Niezależnie od pory roku Tatry są mocno oblegane przez turystów. W szczycie sezonu wakacyjnego dziennie na szlakach górskich przebywa ok. 50 tys. turystów. Tylko w długi sierpniowy weekend aż 15 tys. osób dziennie odwiedzało rejon Morskiego Oka. Rocznie w Tatrach jest ok. 1000 wypadków, w których ginie od 15 do 20 osób.

Wpisy z adnotacjami współrzędnych
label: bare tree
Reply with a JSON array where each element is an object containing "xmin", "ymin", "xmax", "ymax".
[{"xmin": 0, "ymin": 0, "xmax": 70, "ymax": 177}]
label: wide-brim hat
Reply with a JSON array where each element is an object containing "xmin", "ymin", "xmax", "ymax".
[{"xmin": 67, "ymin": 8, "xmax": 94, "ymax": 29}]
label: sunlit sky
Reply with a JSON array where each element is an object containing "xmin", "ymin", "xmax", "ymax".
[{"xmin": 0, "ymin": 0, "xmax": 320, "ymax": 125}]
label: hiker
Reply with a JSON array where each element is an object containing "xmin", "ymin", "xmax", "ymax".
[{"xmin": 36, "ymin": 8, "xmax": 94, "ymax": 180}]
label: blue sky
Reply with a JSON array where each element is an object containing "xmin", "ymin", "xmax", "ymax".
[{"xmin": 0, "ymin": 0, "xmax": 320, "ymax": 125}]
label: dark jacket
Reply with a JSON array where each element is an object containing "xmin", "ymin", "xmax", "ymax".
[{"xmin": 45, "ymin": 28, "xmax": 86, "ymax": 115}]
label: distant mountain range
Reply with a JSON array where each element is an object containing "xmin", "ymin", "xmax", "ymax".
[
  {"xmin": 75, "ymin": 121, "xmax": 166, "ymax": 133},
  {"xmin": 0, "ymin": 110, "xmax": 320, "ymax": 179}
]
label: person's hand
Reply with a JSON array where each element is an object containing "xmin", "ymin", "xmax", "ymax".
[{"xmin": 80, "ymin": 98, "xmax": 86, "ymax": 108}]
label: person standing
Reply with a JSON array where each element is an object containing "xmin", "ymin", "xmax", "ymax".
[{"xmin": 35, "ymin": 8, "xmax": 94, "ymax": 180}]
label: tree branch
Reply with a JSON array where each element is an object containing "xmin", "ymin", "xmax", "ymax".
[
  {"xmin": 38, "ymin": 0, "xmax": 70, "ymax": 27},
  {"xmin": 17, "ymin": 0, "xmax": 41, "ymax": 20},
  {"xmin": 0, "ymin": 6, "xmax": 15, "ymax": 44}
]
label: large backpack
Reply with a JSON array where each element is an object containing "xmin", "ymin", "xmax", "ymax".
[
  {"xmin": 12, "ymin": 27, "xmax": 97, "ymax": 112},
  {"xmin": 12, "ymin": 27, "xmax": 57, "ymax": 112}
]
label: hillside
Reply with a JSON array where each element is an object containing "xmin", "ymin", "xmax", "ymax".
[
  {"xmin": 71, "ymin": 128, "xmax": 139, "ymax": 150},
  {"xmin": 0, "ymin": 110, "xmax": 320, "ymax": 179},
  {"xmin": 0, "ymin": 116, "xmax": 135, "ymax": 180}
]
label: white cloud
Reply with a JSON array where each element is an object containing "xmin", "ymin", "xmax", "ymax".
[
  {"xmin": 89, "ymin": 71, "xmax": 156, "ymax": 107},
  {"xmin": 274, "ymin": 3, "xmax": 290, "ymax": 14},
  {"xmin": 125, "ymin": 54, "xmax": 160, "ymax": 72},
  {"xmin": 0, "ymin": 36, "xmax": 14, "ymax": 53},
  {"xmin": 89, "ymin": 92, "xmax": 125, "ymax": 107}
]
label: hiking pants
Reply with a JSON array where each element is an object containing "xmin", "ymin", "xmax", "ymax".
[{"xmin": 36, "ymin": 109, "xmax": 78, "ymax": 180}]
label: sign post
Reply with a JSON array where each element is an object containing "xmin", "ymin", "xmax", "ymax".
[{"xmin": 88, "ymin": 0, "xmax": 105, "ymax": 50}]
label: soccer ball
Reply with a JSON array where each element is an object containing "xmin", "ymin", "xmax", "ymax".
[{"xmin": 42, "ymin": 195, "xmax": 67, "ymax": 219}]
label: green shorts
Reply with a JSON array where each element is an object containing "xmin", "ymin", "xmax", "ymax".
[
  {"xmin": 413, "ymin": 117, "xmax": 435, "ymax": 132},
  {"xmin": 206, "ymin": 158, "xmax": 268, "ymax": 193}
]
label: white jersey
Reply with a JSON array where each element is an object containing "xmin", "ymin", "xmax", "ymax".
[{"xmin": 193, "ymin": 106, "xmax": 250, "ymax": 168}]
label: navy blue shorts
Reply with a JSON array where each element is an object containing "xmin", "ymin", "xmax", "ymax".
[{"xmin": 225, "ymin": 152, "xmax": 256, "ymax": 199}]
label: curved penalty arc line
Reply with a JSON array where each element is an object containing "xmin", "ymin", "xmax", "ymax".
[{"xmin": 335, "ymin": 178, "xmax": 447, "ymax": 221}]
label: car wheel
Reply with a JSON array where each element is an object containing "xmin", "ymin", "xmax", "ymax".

Twoje zadanie. Kontynuuj tekst o ruchu turystycznym w Tatrach od miejsca, w którym się urywa.

Odpowiedź na zadanie.
Ratownicy górscy TOPR

Obecnie Tatrzańskie Ochotnicze Pogotowie Ratunkowe zatrudnia 44 ratowników zawodowych, których na dyżurach wspomagają ratownicy ochotnicy, pracujący bezpłatnie. Co ciekawe liczba etatowych ratowników nie obejmuje pilotów TOPR (obecnie jest ich sześciu), którzy, choć wykonują zadania dla stowarzyszenia, zatrudnieni są w firmie zewnętrznej. Zawodowi TOPR-owcy pracują 12 godzin na dobę przez 7 dni (godziny pracy zmieniają się od pory roku), kolejne 7 mają wolne. Na dziennym dyżurze w TOPR jest 12 etatowych ratowników. Zapytani jak często wyjeżdżają do akcji, odpowiadają, że nie ma reguły. To, że jest akurat szczyt sezonu lub danego dnia są złe warunki pogodowe, wcale nie zawsze oznacza, że mają więcej pracy.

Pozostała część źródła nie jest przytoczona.